## [EXERCISE BRIEF]
Return only this: the line with "Task: locate the window, a" and all the lines that follow it below, through the final one, exactly as they are.
=-=-=
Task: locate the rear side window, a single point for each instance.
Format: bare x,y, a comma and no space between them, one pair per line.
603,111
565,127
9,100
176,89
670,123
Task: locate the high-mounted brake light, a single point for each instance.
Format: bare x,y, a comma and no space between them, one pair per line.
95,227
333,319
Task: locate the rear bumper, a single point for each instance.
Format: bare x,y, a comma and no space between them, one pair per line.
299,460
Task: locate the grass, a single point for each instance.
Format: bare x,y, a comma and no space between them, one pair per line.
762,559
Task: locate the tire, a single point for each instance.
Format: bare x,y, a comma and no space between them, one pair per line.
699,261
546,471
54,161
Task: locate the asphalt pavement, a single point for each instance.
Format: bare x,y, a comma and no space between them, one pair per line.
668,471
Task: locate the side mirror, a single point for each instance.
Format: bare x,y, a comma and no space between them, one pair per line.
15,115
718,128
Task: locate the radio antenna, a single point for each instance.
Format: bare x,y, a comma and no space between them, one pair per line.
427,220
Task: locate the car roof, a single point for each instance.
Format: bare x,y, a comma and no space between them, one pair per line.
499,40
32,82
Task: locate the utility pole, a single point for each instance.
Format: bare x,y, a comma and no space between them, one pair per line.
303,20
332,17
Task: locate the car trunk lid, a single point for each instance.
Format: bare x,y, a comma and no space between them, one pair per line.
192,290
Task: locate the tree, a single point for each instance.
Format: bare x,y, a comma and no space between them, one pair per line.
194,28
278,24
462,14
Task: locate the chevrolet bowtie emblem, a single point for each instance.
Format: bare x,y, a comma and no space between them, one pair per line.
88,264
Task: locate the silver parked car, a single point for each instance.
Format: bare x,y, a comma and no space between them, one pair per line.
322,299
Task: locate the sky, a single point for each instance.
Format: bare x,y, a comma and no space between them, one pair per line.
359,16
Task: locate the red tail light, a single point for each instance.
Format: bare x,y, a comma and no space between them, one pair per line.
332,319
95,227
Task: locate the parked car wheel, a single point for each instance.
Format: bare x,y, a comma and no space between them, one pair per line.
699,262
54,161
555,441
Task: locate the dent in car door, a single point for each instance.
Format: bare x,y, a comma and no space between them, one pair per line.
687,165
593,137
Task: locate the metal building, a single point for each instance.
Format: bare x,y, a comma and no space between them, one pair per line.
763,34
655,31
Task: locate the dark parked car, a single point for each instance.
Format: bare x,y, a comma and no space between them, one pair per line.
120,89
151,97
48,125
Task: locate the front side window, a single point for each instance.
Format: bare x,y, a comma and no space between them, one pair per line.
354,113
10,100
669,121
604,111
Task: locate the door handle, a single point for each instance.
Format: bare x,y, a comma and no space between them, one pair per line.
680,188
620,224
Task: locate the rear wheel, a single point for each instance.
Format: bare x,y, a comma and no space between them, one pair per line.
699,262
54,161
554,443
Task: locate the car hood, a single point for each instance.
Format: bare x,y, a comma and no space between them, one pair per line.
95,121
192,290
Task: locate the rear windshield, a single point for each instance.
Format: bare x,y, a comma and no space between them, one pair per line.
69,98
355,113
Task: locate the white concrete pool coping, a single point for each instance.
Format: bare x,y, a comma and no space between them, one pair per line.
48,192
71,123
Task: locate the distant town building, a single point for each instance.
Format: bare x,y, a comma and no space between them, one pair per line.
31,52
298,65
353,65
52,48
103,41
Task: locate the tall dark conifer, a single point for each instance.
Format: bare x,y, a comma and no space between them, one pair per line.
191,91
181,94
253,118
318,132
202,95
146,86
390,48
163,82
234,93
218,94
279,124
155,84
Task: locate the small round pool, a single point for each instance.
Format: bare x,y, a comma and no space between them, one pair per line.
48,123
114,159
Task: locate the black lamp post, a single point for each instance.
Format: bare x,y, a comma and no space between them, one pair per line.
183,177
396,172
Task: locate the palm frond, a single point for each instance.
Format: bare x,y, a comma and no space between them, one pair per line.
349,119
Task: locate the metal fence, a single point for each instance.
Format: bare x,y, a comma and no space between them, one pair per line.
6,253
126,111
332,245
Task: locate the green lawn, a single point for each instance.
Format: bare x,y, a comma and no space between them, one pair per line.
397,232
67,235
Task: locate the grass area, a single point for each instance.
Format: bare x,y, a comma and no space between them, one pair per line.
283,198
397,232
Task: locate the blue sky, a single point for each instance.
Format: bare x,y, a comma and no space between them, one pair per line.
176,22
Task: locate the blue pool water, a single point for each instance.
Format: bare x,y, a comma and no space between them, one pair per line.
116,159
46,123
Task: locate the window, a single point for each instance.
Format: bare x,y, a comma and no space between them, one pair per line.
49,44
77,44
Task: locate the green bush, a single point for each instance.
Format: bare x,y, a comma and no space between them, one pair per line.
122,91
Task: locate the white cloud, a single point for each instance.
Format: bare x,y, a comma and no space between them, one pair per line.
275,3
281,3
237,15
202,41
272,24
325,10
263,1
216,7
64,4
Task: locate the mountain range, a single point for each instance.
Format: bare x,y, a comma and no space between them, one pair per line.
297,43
=-=-=
## [THE ANSWER]
Task: locate the window, a single point for each instance.
Format: bare x,y, a comma and no space between them, one pair per line.
49,44
77,44
Task: locate the green bush, a single point for each instance.
Format: bare x,y, a comma and no space between them, one pair per line.
122,91
Task: locate the white cloud, a single point for each instance.
Format: bare x,y, a comma and no space between them, one pair per line.
275,3
281,3
237,15
202,41
272,24
325,10
263,1
216,7
64,4
Task: locate the mountain range, a single point for each instance.
Format: bare x,y, a comma and no space between them, one pair per line.
297,43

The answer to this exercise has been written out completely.